[Stored items]
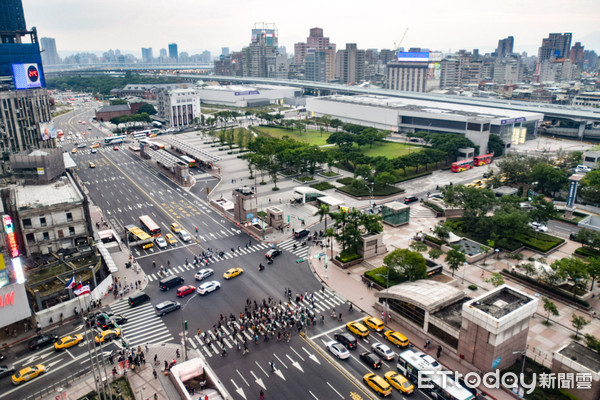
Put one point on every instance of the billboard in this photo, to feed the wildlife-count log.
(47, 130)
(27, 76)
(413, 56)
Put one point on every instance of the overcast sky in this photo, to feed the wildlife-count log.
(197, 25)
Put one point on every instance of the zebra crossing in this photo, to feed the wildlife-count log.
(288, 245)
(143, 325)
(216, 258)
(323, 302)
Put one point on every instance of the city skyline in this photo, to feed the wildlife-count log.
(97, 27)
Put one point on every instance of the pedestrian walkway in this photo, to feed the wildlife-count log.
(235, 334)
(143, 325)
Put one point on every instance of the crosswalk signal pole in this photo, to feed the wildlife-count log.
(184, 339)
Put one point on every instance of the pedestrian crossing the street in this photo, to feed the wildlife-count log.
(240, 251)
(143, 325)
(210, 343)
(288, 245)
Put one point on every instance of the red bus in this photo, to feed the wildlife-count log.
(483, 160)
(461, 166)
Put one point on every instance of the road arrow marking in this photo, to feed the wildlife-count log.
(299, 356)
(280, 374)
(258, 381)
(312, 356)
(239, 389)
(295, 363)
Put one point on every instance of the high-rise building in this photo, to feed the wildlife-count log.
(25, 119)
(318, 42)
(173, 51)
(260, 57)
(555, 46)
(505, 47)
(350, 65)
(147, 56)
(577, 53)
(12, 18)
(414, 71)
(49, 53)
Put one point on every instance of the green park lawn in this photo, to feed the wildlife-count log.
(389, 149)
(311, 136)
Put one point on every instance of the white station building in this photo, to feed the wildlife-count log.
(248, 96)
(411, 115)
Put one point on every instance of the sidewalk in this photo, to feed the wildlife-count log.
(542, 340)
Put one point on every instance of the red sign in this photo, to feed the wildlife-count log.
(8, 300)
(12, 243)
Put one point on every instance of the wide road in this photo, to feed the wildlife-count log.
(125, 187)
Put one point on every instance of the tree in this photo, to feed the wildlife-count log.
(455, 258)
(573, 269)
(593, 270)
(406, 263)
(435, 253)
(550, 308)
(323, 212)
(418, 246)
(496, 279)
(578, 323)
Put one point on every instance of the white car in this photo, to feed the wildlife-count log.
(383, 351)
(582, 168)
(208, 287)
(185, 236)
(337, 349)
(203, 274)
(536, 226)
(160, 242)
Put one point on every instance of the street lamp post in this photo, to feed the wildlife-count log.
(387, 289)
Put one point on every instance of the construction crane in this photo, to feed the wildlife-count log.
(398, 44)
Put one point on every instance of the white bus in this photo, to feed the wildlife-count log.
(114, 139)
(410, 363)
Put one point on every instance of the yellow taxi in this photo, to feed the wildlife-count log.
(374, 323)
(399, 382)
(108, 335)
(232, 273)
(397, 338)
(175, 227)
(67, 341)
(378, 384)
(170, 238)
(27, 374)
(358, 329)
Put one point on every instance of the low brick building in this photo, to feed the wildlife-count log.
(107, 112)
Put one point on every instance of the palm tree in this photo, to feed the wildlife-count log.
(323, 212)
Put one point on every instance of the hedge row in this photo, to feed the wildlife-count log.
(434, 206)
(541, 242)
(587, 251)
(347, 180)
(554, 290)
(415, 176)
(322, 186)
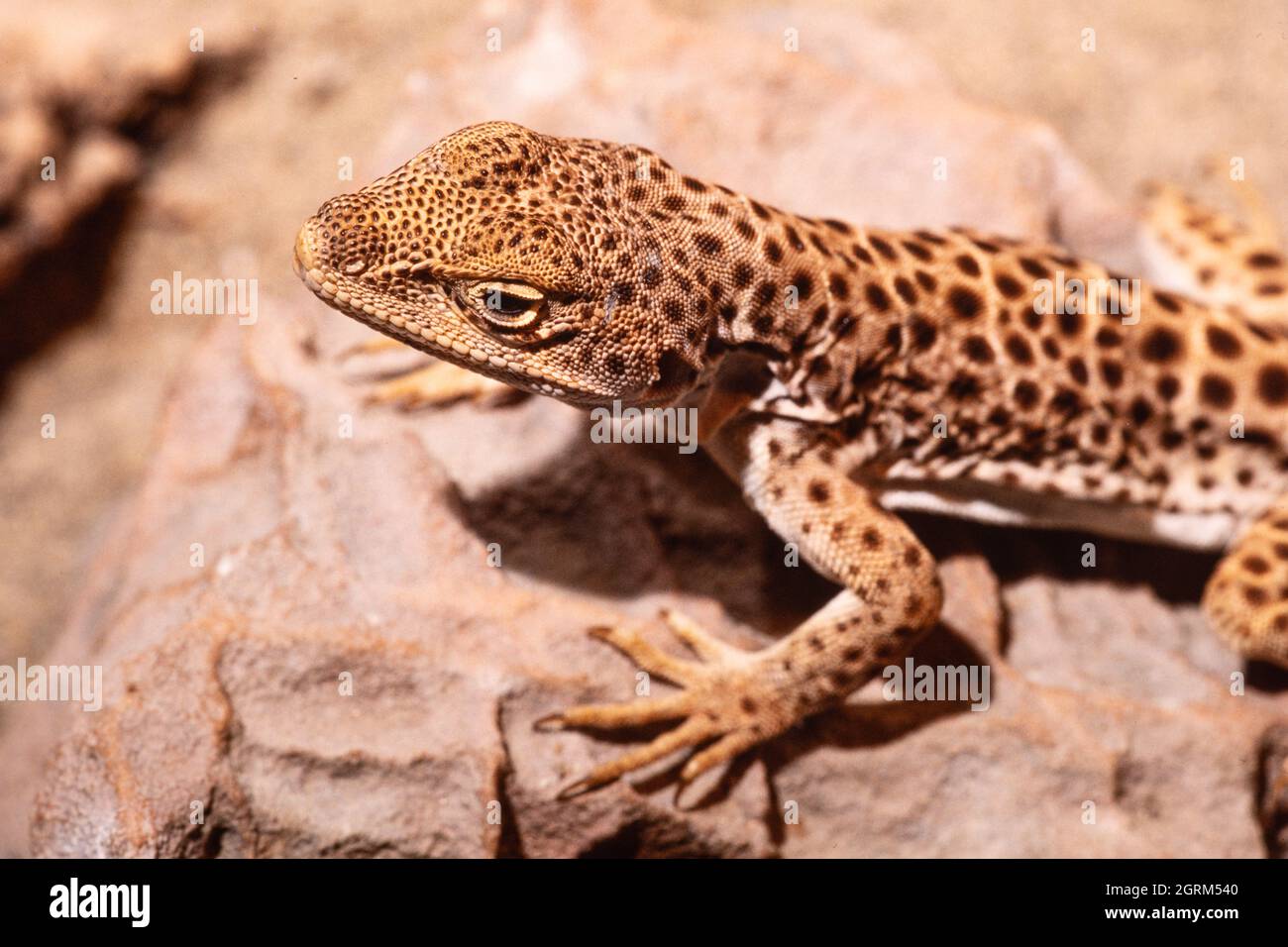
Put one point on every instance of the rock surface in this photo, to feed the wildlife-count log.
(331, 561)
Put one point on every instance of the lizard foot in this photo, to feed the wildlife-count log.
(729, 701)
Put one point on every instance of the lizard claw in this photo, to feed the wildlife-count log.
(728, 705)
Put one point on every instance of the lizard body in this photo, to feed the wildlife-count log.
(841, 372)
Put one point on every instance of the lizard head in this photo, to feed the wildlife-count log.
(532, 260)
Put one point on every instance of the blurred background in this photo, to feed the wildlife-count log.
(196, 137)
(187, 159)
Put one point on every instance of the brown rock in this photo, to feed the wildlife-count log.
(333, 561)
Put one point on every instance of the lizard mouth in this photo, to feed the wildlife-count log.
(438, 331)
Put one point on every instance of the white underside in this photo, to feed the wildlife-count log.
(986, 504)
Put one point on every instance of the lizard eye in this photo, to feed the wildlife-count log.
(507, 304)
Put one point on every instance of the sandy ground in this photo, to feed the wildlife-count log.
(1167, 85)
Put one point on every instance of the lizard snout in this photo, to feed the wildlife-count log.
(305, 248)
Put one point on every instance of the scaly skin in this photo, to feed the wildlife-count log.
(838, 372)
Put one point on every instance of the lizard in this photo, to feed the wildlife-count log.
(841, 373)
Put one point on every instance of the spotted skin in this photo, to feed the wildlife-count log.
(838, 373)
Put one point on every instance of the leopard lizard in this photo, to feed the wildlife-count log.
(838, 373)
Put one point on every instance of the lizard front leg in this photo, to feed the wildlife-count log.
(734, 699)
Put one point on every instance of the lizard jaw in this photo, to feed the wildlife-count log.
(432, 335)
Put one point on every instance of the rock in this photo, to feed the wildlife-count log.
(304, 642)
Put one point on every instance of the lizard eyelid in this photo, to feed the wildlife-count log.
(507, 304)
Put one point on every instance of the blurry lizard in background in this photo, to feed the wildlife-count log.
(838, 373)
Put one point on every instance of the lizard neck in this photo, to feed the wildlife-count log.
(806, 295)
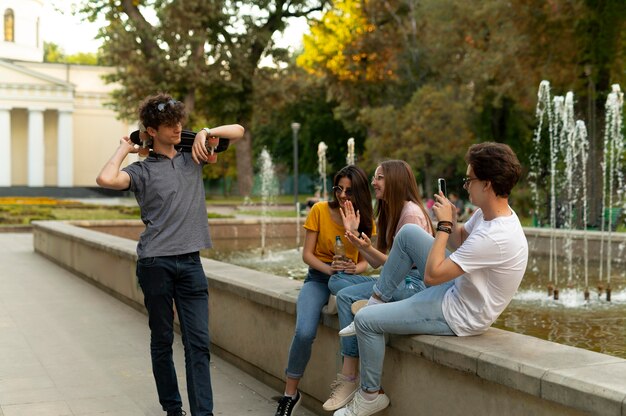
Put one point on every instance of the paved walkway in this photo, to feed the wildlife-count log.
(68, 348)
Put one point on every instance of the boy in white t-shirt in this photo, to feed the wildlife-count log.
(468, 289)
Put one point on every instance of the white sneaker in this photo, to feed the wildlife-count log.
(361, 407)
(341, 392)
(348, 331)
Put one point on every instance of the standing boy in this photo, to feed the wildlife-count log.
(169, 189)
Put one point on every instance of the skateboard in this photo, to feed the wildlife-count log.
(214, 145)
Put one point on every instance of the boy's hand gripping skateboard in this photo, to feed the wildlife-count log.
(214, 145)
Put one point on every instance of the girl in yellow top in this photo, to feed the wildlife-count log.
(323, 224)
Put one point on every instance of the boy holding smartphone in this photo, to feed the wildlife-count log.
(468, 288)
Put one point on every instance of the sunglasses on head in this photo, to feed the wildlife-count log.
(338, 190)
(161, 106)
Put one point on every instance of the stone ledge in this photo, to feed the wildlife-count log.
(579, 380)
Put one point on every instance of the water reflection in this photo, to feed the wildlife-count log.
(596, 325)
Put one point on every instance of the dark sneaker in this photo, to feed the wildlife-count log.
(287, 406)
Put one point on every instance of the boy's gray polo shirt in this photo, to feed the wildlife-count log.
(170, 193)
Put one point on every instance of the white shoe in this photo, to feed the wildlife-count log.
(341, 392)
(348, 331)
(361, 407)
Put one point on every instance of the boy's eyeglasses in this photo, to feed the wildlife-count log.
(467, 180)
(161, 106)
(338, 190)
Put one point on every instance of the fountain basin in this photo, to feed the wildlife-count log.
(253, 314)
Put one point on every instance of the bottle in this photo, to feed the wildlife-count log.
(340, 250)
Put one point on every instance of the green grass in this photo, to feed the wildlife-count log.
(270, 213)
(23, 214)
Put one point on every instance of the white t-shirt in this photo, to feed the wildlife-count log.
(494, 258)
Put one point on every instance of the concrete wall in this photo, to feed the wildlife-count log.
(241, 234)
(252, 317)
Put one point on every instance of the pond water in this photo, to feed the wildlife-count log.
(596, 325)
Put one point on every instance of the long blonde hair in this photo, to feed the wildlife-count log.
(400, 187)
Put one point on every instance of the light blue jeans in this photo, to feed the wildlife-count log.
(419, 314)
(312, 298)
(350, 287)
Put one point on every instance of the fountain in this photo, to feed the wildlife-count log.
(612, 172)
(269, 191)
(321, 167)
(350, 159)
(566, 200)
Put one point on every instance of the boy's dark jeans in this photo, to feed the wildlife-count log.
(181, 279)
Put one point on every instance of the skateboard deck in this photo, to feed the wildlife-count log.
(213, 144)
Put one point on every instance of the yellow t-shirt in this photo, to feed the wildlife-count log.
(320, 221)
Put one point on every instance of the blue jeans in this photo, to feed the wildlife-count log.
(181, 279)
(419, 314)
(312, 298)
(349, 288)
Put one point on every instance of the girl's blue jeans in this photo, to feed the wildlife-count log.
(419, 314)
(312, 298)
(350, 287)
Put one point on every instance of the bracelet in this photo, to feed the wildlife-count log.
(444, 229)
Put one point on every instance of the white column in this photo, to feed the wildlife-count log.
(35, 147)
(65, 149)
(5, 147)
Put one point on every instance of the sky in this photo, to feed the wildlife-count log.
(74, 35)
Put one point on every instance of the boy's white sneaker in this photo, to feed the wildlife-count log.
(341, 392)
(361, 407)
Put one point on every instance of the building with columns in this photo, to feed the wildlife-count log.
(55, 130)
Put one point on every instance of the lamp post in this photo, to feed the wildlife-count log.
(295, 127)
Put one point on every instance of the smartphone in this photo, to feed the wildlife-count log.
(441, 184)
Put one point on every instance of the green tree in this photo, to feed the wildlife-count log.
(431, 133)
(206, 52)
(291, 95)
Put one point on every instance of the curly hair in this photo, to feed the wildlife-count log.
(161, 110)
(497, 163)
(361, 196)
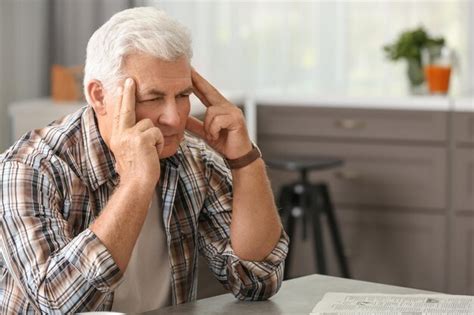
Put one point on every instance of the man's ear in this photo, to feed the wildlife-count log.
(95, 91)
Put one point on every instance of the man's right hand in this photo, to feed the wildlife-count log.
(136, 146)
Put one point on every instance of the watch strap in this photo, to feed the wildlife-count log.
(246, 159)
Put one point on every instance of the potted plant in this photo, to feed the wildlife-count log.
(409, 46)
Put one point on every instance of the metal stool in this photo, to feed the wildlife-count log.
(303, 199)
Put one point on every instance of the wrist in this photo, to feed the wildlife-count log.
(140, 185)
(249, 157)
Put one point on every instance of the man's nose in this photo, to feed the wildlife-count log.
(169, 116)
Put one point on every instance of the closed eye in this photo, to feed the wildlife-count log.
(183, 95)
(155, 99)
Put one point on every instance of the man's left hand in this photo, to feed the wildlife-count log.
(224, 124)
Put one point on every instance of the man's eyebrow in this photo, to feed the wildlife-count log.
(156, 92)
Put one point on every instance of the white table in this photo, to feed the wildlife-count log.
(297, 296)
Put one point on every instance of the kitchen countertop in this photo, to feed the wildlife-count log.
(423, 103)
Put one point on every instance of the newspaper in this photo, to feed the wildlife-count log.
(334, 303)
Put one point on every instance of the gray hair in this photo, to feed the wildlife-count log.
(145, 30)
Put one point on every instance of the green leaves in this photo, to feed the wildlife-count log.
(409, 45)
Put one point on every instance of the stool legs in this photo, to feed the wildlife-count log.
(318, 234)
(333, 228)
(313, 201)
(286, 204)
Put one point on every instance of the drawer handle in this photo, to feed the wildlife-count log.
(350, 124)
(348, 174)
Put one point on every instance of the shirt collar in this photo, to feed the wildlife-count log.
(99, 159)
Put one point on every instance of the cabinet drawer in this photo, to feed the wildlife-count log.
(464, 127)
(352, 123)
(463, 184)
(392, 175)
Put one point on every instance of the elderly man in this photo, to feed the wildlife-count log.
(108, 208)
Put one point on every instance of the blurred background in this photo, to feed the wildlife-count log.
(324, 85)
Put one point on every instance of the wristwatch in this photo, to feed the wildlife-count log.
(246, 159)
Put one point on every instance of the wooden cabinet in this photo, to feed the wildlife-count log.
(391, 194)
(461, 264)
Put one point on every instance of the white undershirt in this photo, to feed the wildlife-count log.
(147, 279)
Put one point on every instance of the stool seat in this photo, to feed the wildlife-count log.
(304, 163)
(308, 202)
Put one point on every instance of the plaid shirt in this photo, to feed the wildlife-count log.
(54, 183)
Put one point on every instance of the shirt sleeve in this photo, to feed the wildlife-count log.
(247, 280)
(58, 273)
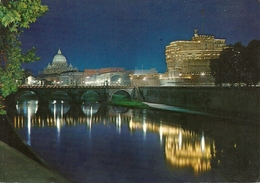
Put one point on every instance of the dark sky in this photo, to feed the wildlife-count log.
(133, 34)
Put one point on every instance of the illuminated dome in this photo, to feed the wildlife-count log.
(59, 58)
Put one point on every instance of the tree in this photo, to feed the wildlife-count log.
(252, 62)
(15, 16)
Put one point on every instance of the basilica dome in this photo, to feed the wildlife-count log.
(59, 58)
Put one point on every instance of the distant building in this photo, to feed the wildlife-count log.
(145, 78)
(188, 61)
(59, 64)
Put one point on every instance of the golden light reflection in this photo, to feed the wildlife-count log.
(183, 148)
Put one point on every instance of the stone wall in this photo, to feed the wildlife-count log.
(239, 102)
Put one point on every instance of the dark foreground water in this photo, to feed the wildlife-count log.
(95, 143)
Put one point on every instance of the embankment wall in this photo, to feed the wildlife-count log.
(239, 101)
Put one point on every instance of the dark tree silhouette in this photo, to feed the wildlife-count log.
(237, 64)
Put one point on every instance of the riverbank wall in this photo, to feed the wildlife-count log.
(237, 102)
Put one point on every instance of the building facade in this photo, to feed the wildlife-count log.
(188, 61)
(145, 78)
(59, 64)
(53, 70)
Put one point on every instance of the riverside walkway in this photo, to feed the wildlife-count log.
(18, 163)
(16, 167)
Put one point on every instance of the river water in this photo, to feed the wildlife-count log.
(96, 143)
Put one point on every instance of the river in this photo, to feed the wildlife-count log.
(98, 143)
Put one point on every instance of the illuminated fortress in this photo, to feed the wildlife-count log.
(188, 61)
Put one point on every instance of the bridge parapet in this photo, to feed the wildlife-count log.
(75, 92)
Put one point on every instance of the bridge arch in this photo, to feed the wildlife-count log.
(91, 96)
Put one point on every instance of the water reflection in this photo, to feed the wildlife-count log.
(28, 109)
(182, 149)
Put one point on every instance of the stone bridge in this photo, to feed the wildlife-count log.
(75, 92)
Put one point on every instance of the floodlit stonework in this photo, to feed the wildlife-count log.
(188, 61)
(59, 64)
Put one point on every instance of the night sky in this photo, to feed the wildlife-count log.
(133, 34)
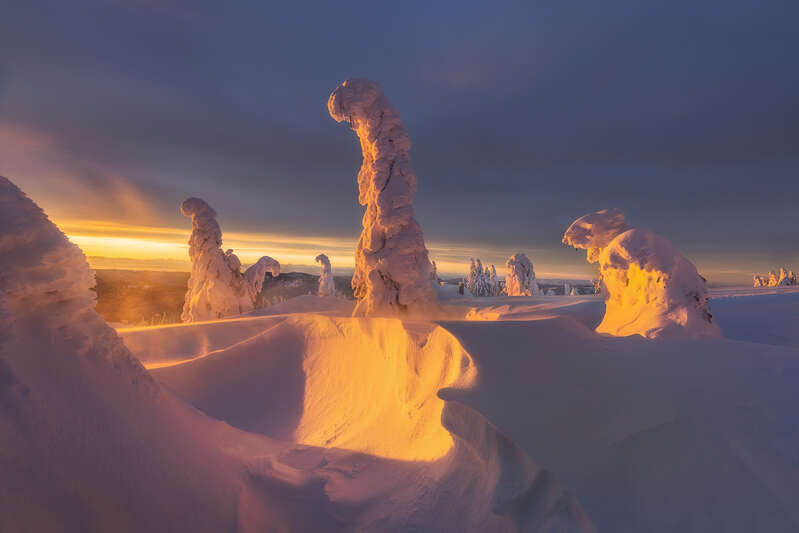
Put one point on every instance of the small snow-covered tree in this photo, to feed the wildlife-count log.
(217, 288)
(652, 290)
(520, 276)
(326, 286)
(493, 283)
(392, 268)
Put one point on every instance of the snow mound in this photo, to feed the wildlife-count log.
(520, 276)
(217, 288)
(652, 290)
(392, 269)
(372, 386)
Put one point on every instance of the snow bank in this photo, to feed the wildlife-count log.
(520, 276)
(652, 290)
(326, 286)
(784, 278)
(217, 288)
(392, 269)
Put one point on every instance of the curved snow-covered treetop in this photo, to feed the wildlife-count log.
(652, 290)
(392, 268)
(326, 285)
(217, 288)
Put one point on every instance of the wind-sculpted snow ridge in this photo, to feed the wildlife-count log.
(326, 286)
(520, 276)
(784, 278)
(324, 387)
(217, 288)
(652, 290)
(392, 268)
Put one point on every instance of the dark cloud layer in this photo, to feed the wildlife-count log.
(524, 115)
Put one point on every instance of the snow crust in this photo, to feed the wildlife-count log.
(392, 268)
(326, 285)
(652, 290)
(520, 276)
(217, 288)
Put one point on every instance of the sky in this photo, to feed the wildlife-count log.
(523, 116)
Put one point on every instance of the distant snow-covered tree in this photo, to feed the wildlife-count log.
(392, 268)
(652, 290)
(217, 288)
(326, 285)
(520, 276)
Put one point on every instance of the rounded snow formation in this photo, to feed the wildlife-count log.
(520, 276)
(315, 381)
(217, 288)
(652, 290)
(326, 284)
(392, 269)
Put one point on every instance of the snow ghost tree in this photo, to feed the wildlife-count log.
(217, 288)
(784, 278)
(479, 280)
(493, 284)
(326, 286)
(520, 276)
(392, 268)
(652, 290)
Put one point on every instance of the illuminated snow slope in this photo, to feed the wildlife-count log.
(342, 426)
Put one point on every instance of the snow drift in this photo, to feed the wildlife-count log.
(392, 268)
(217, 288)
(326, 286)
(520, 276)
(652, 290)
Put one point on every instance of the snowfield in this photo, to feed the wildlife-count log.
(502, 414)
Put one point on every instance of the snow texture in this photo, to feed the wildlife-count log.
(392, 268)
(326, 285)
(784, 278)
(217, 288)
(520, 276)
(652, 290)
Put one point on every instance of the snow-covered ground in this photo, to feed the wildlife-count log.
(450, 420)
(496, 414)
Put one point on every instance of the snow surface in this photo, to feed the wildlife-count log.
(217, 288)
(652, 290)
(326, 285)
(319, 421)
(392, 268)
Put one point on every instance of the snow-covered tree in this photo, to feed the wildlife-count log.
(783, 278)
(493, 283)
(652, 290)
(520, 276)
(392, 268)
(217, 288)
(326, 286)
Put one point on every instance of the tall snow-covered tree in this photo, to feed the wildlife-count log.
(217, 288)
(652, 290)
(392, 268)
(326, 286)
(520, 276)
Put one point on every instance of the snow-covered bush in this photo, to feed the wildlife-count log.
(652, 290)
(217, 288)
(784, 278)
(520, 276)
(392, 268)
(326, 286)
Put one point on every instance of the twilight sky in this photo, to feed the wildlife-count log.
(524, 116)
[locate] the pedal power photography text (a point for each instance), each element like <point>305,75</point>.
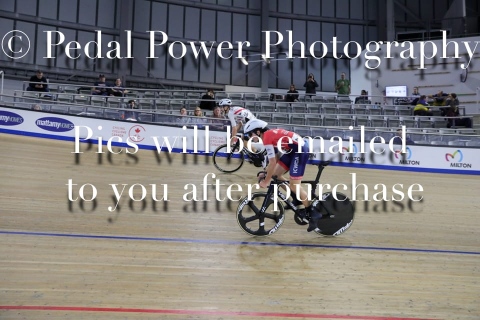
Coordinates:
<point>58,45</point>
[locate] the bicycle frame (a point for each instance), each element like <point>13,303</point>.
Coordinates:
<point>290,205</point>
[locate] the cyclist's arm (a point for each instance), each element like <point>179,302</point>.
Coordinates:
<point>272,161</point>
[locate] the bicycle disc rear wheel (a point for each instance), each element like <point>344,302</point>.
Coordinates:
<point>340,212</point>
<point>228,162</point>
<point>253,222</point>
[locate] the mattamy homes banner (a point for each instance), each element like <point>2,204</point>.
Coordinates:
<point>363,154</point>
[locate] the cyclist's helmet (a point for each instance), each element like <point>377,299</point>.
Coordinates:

→ Required work
Express the listing from the line with "Put one point on every instance of the snow drift" to the line with "<point>58,45</point>", both included, as a two-column CSV headed input and output, with one row for each text and its answer. Enclose every field in double quotes, replace line breaks with spaces, and omit the pictures.

→ Exercise answer
input,output
"Put one point on every instance of the snow drift in this photo, to feed the wildlife-count log.","(392, 268) (217, 288) (326, 286) (520, 276) (652, 290)"
"Put one point on every instance of the snowfield in this photo, to feed the wildlife-count log.","(502, 414)"
"Put one point on every instance of the snow texture in this photo, to feed the wildlife-count log.","(392, 268) (326, 285) (784, 278) (217, 288) (520, 276) (652, 290)"
"Put one point on every instance of the snow-covered ground in this photo, to feed the wildlife-count log.","(450, 420) (496, 414)"
"Put one point on every instance of the snow surface in this photo, to feed the wildlife-count log.","(217, 288) (652, 290) (326, 285) (319, 421) (392, 268)"
"Put one point on every instance of the snow-covered tree in this photo, to feed the wildlife-count log.","(783, 278) (493, 283) (652, 290) (520, 276) (392, 268) (217, 288) (326, 286)"
"Put one point on every instance of the tall snow-covered tree in this photo, to feed the wildlife-count log.","(217, 288) (652, 290) (392, 268) (326, 286) (520, 276)"
"Put one point on every instance of the snow-covered bush in this photo, to feed the wildlife-count log.","(652, 290) (217, 288) (784, 278) (520, 276) (392, 268) (326, 286)"
"Put one point on every instance of the twilight sky in this photo, to feed the wildlife-count log.","(524, 116)"
"[locate] the pedal power photography text (a point for each instance), each element like <point>305,75</point>. Coordinates:","<point>58,45</point>"